[LIST OF TASKS]:
a - Please condense the paragraph beginning "Because the equation for a normal distribution" in the passage on the normal distribution below into a short bulleted list that keeps its main facts.
b - Carry on the passage about the normal distribution below, writing what comes after its last sentence.
═══ PASSAGE GIVEN
Properties of a Normal Distribution
Mathematically a normal distribution is defined by the equation
\[P(x) = \frac {1} {\sqrt{2 \pi \sigma^2}} e^{-(x - \mu)^2/(2 \sigma^2)} \nonumber \]
where \(P(x)\) is the probability of obtaining a result, \(x\), from a population with a known mean, \(\mu\), and a known standard deviation, \(\sigma\). Figure \(\PageIndex{16}\) shows the normal distribution curves for \(\mu = 0\) with standard deviations of 5, 10, and 20.
Because the equation for a normal distribution depends solely on the population’s mean, \(\mu\), and its standard deviation, \(\sigma\), the probability that a sample drawn from a population has a value between any two arbitrary limits is the same for all populations. For example, Figure \(\PageIndex{17}\) shows that 68.26% of all samples drawn from a normally distributed population have values within the range \(\mu \pm 1\sigma\), and only 0.14% have values greater than \(\mu + 3\sigma\).
This feature of a normal distribution—that the area under the curve is the same for all values of \(\sigma\)—allows us to create a probability table (see Appendix 2) based on the relative deviation, \(z\), between a limit, x, and the mean, \(\mu\).
══════
═══ DATA SUPPLIED
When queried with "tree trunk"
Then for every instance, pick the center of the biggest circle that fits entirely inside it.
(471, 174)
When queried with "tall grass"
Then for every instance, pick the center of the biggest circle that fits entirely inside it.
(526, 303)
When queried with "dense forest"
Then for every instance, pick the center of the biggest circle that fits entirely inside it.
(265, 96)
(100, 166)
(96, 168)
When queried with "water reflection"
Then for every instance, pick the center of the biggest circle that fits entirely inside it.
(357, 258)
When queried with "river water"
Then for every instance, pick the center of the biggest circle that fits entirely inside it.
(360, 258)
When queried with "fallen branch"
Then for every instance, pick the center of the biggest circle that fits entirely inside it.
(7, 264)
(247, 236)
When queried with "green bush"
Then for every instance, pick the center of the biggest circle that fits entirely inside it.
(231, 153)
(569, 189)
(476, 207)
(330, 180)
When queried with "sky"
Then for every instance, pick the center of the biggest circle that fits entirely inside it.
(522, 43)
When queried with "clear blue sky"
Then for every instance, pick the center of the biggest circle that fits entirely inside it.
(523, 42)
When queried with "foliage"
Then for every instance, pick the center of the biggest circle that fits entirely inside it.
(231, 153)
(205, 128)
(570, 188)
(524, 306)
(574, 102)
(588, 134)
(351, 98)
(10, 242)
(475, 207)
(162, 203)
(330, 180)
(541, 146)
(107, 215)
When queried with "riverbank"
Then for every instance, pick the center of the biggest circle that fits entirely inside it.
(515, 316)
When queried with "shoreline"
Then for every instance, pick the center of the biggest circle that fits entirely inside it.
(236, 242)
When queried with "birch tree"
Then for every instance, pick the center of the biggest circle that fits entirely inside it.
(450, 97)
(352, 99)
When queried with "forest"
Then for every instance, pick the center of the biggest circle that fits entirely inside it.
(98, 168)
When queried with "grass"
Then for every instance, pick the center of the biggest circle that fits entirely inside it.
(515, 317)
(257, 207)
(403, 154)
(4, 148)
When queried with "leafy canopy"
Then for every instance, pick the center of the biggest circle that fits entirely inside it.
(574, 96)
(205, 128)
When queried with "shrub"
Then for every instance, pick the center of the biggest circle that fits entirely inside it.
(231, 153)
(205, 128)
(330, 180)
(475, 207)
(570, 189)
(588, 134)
══════
[RESPONSES IN ORDER]:
a -
- A normal distribution's equation depends only on the population's mean (μ) and standard deviation (σ).
- So the probability that a sample falls between any two limits is the same for every population.
- 68.26% of samples from a normally distributed population lie within μ ± 1σ.
- Only 0.14% have values greater than μ + 3σ.

b -
\[z = \frac {x - \mu} {\sigma} \nonumber \]
The value of \(z\) gives the area under the curve between that limit and the distribution’s closest tail, as shown in Figure \(\PageIndex{18}\).
Suppose we know that \(\mu\) is 5.5833 ppb Pb and that \(\sigma\) is 0.0558 ppb Pb for a particular standard reference material (SRM). What is the probability that we will obtain a result that is greater than 5.650 ppb if we analyze a single, random sample drawn from the SRM?
Solution
Figure \(\PageIndex{19}\) shows the normal distribution curve given values of 5.5833 ppb Pb for \(\mu\) and of 0.0558 ppb Pb \(\sigma\). The shaded area in the figures is the probability of obtaining a sample with a concentration of Pb greater than 5.650 ppm. To determine the probability, we first calculate \(z\)
\[z = \frac {x - \mu} {\sigma} = \frac {5.650 - 5.5833} {0.0558} = 1.195 \nonumber \]
Next, we look up the probability in Appendix 2 for this value of \(z\), which is the average of 0.1170 (for \(z = 1.19\)) and 0.1151 (for \(z = 1.20\)), or a probability of 0.1160; thus, we expect that 11.60% of samples will provide a result greater than 5.650 ppb Pb.
Example \(\PageIndex{1}\) considers a single limit—the probability that a result exceeds a single value. But what if we want to determine the probability that a sample has between 5.580 g Pb and 5.625 g Pb?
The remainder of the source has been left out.